WRITTEN TASK - Could you copy the material below line for line, omitting the pictures?

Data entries
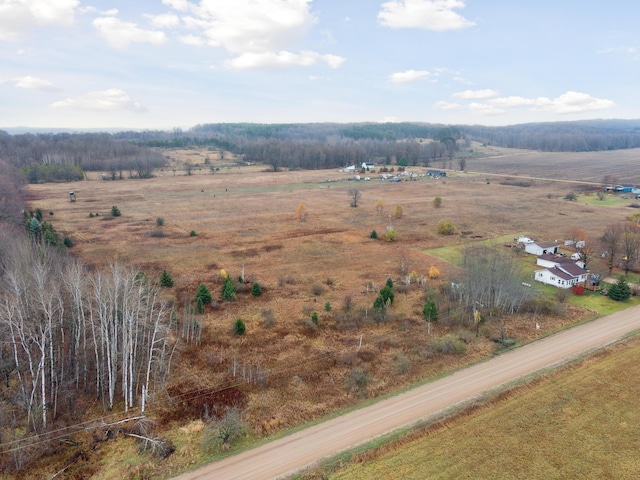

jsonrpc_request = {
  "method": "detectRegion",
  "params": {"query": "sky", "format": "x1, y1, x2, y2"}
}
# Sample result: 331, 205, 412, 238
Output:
0, 0, 640, 130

SOLUTION FOR THIS EXERCISE -
jsonrpc_request = {
  "method": "detectRegion",
  "params": {"query": "sky", "format": "x1, y1, x2, y2"}
}
# Sample result: 331, 205, 412, 238
Output:
0, 0, 640, 130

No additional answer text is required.